Collected data:
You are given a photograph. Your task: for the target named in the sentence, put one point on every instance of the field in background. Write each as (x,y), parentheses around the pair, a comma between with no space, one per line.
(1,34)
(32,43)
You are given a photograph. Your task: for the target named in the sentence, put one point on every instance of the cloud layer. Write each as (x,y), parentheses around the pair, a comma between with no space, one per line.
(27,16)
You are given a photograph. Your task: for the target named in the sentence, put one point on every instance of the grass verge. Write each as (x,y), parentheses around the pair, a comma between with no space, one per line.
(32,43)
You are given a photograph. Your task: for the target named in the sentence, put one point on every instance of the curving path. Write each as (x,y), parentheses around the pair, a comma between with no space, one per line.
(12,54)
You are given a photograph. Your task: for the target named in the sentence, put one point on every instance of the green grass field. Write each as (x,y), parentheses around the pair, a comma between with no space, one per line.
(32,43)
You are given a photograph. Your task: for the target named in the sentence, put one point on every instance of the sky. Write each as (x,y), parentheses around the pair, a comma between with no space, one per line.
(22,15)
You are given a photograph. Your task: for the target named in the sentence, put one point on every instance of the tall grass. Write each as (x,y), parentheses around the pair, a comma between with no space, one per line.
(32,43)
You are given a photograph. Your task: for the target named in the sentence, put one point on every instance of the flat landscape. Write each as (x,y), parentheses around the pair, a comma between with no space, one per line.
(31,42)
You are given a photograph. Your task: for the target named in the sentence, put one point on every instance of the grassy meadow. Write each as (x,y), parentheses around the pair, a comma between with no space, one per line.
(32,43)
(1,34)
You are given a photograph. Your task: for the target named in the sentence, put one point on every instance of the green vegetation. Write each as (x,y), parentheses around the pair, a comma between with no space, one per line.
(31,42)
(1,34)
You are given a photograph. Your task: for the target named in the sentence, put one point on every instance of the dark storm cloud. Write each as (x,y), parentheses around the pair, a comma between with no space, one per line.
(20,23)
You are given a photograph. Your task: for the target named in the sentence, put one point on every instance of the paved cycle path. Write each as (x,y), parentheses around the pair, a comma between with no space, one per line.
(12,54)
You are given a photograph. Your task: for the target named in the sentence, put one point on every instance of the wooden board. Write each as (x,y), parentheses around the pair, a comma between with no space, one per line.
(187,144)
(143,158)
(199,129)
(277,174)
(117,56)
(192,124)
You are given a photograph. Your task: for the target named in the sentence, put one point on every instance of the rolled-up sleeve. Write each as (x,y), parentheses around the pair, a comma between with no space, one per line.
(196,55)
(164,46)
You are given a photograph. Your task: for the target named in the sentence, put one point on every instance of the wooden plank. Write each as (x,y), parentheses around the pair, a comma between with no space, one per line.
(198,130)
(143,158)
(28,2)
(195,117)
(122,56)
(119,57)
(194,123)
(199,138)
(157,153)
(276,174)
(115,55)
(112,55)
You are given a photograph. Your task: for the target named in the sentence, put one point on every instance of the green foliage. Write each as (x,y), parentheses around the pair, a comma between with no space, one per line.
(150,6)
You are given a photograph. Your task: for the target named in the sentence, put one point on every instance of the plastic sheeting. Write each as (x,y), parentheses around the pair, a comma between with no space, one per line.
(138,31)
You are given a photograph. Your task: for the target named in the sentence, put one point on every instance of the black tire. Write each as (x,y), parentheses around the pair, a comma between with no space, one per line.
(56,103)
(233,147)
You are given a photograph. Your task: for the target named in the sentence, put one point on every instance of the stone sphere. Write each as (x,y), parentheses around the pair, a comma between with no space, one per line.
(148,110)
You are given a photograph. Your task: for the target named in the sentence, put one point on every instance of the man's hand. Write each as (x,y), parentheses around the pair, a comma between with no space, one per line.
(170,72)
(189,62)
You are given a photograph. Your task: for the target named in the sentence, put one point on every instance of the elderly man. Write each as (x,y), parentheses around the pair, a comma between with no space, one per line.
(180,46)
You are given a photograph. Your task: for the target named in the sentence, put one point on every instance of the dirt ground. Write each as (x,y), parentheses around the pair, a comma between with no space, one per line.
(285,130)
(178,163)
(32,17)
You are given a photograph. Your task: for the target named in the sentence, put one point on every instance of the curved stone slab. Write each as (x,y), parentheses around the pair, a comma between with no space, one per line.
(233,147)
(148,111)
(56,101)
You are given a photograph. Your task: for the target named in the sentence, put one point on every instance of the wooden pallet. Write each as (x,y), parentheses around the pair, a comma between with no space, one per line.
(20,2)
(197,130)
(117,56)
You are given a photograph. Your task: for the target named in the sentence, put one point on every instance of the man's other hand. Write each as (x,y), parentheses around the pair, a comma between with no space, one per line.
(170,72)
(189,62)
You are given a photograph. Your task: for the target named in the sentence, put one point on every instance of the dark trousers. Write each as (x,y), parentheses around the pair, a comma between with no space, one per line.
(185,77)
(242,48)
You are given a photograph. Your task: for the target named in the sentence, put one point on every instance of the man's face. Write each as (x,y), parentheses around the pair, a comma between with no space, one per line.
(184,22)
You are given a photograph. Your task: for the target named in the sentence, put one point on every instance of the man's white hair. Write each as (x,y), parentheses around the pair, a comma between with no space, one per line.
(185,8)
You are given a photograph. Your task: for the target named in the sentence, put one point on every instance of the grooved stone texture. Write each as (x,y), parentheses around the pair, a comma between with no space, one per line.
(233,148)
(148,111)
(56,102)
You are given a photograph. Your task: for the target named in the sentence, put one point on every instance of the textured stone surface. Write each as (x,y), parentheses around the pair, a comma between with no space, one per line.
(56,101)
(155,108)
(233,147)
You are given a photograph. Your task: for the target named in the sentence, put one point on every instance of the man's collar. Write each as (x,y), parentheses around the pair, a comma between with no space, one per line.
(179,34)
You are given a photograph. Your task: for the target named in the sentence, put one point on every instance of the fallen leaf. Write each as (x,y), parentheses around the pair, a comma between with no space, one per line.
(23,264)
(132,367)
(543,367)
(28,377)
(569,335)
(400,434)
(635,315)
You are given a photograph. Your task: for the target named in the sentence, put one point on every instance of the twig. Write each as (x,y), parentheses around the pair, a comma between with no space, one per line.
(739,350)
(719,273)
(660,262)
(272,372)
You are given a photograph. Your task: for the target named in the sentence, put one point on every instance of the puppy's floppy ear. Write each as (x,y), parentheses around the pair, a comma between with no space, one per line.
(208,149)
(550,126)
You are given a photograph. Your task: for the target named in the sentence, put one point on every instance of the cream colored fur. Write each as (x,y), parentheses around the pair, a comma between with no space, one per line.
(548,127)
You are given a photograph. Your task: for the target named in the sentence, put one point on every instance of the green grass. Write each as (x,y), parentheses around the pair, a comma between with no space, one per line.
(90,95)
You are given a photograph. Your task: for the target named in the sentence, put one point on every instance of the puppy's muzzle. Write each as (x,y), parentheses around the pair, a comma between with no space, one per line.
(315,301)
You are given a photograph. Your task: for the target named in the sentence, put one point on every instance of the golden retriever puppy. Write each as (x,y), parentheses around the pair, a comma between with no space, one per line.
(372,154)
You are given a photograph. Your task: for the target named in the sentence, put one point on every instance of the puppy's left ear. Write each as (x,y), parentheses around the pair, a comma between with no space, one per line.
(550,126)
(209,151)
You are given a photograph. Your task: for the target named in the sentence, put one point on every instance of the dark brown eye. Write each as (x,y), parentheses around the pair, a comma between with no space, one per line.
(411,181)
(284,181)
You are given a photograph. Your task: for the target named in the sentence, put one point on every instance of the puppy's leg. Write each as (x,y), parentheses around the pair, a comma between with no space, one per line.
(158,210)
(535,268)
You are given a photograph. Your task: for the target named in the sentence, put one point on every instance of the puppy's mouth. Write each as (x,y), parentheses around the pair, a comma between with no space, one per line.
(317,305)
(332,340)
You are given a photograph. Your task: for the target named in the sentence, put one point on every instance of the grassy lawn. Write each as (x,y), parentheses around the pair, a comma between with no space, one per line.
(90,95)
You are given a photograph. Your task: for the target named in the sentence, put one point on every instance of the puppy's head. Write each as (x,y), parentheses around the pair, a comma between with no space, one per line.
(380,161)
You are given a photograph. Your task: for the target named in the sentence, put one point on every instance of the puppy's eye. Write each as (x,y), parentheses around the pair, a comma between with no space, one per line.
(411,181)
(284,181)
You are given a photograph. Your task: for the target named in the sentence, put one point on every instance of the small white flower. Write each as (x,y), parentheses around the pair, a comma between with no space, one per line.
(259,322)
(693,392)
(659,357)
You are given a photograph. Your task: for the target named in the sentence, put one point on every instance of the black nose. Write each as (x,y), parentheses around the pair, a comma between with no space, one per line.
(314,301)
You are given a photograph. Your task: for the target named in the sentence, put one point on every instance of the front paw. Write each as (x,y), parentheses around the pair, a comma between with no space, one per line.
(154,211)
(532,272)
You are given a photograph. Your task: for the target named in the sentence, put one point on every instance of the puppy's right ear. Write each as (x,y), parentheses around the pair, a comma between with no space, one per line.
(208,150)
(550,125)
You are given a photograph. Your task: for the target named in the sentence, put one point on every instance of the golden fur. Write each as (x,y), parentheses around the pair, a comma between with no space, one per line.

What the exercise asks:
The required result is an exact repeat of the records above from the line containing "the puppy's right" to their final line.

Exercise answer:
You are given a photograph. Your task: for the target named in the sentence, put one point on every instance of the puppy's right ear. Write each as (x,y), parentheses around the pair, a comma between with no space, one per line.
(208,150)
(550,125)
You are given a photograph. Your task: for the target named in the sentence, put one point on every instance of the golden fur. Write each as (x,y), parentheses around the pair, a comma between with no space, one per line.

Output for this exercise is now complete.